*The input*:
+++

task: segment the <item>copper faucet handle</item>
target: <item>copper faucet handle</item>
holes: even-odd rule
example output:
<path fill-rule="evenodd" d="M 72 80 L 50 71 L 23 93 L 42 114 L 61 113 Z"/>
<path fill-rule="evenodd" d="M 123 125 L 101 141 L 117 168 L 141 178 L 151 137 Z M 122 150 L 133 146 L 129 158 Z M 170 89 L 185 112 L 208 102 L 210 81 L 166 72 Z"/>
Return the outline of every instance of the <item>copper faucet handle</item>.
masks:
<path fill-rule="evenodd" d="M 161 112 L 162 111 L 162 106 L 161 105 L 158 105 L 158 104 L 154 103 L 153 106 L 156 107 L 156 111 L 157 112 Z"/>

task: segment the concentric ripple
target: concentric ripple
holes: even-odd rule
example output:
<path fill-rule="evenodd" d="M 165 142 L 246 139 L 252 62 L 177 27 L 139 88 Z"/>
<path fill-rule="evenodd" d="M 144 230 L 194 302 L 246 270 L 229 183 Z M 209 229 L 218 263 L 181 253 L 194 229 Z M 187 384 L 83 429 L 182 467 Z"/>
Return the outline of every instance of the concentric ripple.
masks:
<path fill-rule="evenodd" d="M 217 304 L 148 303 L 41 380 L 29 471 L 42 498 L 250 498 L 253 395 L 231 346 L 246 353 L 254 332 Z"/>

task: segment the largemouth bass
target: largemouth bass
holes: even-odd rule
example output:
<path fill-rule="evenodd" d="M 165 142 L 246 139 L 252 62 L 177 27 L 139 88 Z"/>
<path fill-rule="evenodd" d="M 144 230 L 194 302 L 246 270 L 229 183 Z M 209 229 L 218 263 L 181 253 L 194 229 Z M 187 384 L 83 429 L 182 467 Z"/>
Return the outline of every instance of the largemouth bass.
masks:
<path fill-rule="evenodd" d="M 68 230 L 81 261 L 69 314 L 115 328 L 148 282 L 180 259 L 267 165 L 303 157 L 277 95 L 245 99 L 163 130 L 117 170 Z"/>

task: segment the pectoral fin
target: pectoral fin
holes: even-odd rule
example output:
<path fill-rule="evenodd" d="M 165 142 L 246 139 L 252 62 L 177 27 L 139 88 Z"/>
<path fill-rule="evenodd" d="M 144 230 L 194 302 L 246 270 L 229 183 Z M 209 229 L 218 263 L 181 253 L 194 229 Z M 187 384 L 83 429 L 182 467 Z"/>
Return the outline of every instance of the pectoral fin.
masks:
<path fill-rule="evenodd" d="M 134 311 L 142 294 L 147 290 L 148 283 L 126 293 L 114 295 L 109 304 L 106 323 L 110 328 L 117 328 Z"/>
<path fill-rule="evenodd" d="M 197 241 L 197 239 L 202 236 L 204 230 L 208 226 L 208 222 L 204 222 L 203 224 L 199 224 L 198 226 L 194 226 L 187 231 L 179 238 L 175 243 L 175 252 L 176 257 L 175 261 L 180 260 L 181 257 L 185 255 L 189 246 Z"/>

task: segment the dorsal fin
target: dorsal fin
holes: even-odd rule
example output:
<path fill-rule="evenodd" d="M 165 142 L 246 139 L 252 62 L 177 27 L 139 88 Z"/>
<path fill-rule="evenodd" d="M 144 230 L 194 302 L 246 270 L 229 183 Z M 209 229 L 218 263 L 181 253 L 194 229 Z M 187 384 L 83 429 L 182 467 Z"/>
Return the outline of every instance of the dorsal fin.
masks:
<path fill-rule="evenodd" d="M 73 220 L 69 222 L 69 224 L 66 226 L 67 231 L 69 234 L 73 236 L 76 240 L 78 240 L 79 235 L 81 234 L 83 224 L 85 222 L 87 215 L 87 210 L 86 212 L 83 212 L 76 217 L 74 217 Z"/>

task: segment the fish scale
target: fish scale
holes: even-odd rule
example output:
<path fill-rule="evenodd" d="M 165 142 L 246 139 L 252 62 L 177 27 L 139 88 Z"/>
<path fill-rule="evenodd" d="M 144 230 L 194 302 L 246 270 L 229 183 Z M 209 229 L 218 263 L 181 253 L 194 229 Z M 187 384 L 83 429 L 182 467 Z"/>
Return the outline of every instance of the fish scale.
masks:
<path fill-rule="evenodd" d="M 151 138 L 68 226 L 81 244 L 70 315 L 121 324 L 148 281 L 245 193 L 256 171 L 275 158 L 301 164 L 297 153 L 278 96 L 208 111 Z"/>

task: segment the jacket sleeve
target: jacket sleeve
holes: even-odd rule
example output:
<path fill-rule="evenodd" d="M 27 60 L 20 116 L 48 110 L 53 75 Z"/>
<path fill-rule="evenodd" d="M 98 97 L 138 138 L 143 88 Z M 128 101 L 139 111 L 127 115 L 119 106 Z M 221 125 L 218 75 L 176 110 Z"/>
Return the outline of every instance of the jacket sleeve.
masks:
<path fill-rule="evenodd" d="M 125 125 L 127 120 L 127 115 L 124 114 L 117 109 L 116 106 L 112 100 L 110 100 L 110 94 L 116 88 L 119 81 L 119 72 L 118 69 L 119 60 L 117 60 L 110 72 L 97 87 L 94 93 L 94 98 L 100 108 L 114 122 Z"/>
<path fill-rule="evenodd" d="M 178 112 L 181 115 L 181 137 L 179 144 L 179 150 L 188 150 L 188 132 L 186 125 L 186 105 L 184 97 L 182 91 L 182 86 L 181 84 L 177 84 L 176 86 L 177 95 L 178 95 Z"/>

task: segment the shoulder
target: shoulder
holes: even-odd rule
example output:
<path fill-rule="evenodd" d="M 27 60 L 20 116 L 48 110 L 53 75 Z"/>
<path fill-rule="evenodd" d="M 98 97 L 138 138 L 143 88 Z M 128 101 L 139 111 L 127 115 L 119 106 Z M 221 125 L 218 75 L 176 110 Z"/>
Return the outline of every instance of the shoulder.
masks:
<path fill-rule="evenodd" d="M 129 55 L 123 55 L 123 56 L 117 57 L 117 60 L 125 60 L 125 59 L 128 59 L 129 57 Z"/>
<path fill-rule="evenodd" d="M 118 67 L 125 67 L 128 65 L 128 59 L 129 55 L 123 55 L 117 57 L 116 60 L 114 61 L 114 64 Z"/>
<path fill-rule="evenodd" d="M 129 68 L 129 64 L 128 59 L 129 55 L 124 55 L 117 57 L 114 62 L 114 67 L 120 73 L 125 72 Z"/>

+++

*What the exercise asks*:
Reproduce each of the records above character for character, leaving nothing out and changing nothing.

*Problem solution*:
task: segment the <item>copper faucet handle</item>
target: <item>copper faucet handle</item>
holes: even-odd rule
example output:
<path fill-rule="evenodd" d="M 72 80 L 50 71 L 23 93 L 42 114 L 61 113 Z"/>
<path fill-rule="evenodd" d="M 123 125 L 101 141 L 117 168 L 141 178 L 151 137 Z M 122 150 L 133 146 L 129 158 Z M 170 89 L 185 112 L 208 102 L 210 81 L 166 72 Z"/>
Return the outline of every instance of the <item>copper faucet handle</item>.
masks:
<path fill-rule="evenodd" d="M 161 112 L 162 111 L 162 106 L 161 105 L 158 105 L 158 104 L 154 103 L 153 106 L 156 107 L 156 111 L 157 112 Z"/>

task: segment the concentric ripple
target: concentric ripple
holes: even-odd rule
example output:
<path fill-rule="evenodd" d="M 165 142 L 246 139 L 252 62 L 177 27 L 139 88 Z"/>
<path fill-rule="evenodd" d="M 144 230 L 194 302 L 246 270 L 229 183 Z M 209 229 L 218 263 L 181 253 L 194 229 Z M 187 384 L 83 429 L 182 467 Z"/>
Return the outline of every instance of the concentric ripple.
masks:
<path fill-rule="evenodd" d="M 217 304 L 148 303 L 41 380 L 29 471 L 42 498 L 250 498 L 253 395 L 231 346 L 246 353 L 254 332 Z"/>

task: segment the largemouth bass
target: largemouth bass
holes: even-odd rule
example output:
<path fill-rule="evenodd" d="M 165 142 L 246 139 L 252 62 L 177 27 L 139 88 Z"/>
<path fill-rule="evenodd" d="M 144 230 L 194 302 L 246 270 L 229 183 Z M 209 229 L 218 263 L 181 253 L 194 229 Z M 187 384 L 83 429 L 182 467 Z"/>
Return the outline of every instance of the largemouth bass.
masks:
<path fill-rule="evenodd" d="M 68 230 L 81 261 L 69 314 L 115 328 L 148 282 L 180 259 L 267 165 L 303 157 L 277 95 L 245 99 L 163 130 L 117 170 Z"/>

task: segment the pectoral fin
target: pectoral fin
holes: even-odd rule
example output:
<path fill-rule="evenodd" d="M 165 142 L 246 139 L 252 62 L 177 27 L 139 88 Z"/>
<path fill-rule="evenodd" d="M 144 230 L 194 302 L 246 270 L 229 183 Z M 209 229 L 218 263 L 181 253 L 194 229 Z M 187 384 L 83 429 L 182 467 Z"/>
Return the outline of every instance of the pectoral fin.
masks:
<path fill-rule="evenodd" d="M 134 311 L 142 294 L 147 290 L 148 283 L 126 293 L 114 295 L 109 304 L 106 323 L 110 328 L 117 328 Z"/>
<path fill-rule="evenodd" d="M 197 241 L 197 239 L 202 236 L 204 230 L 208 226 L 208 222 L 204 222 L 203 224 L 199 224 L 198 226 L 194 226 L 187 231 L 179 238 L 175 243 L 175 252 L 176 257 L 175 261 L 180 260 L 181 257 L 185 255 L 189 246 Z"/>

task: segment the dorsal fin
target: dorsal fin
holes: even-odd rule
example output:
<path fill-rule="evenodd" d="M 165 142 L 246 139 L 252 62 L 177 27 L 139 88 Z"/>
<path fill-rule="evenodd" d="M 144 230 L 194 302 L 246 270 L 229 183 Z M 209 229 L 218 263 L 181 253 L 194 229 Z M 187 384 L 83 429 L 182 467 Z"/>
Return the outline of every instance of the dorsal fin.
masks:
<path fill-rule="evenodd" d="M 73 220 L 69 222 L 69 224 L 66 226 L 67 231 L 69 234 L 73 236 L 76 240 L 78 240 L 79 235 L 81 234 L 83 224 L 85 222 L 87 215 L 87 210 L 86 212 L 83 212 L 76 217 L 74 217 Z"/>

task: segment the fish scale
target: fish scale
holes: even-odd rule
example output:
<path fill-rule="evenodd" d="M 165 142 L 246 139 L 252 62 L 177 27 L 139 88 Z"/>
<path fill-rule="evenodd" d="M 144 230 L 194 302 L 246 270 L 229 183 Z M 209 229 L 218 263 L 181 253 L 194 229 Z M 187 384 L 83 429 L 182 467 Z"/>
Return the outline of every instance of the fish scale.
masks:
<path fill-rule="evenodd" d="M 151 138 L 68 226 L 81 244 L 70 315 L 121 324 L 148 281 L 245 193 L 256 171 L 275 158 L 301 164 L 297 153 L 278 96 L 208 111 Z"/>

task: segment the jacket sleeve
target: jacket sleeve
holes: even-odd rule
example output:
<path fill-rule="evenodd" d="M 27 60 L 20 116 L 48 110 L 53 75 Z"/>
<path fill-rule="evenodd" d="M 98 97 L 138 138 L 143 88 Z M 128 101 L 139 111 L 127 115 L 119 106 Z M 221 125 L 218 75 L 176 110 Z"/>
Return the outline of every instance of the jacket sleeve.
masks:
<path fill-rule="evenodd" d="M 125 125 L 127 120 L 127 115 L 124 114 L 117 109 L 116 106 L 112 100 L 110 100 L 110 94 L 116 88 L 119 81 L 119 72 L 118 69 L 119 60 L 117 60 L 110 72 L 97 87 L 94 93 L 94 98 L 100 108 L 114 122 Z"/>
<path fill-rule="evenodd" d="M 178 112 L 181 115 L 181 137 L 179 144 L 179 150 L 188 150 L 188 132 L 186 125 L 186 105 L 184 97 L 182 91 L 182 86 L 181 84 L 177 84 L 176 86 L 177 95 L 178 95 Z"/>

task: segment the shoulder
target: shoulder
holes: even-odd rule
example output:
<path fill-rule="evenodd" d="M 27 60 L 20 116 L 48 110 L 53 75 Z"/>
<path fill-rule="evenodd" d="M 98 97 L 138 138 L 143 88 Z M 128 101 L 139 111 L 127 115 L 119 106 Z M 221 125 L 218 75 L 176 110 Z"/>
Return the outline of every instance of the shoulder.
masks:
<path fill-rule="evenodd" d="M 129 55 L 123 55 L 123 56 L 117 57 L 117 60 L 125 60 L 125 59 L 128 59 L 129 57 Z"/>
<path fill-rule="evenodd" d="M 118 67 L 125 67 L 128 65 L 128 59 L 129 55 L 123 55 L 117 57 L 116 60 L 114 61 L 114 64 Z"/>
<path fill-rule="evenodd" d="M 129 68 L 129 64 L 128 59 L 129 55 L 124 55 L 117 57 L 114 62 L 114 67 L 120 73 L 125 72 Z"/>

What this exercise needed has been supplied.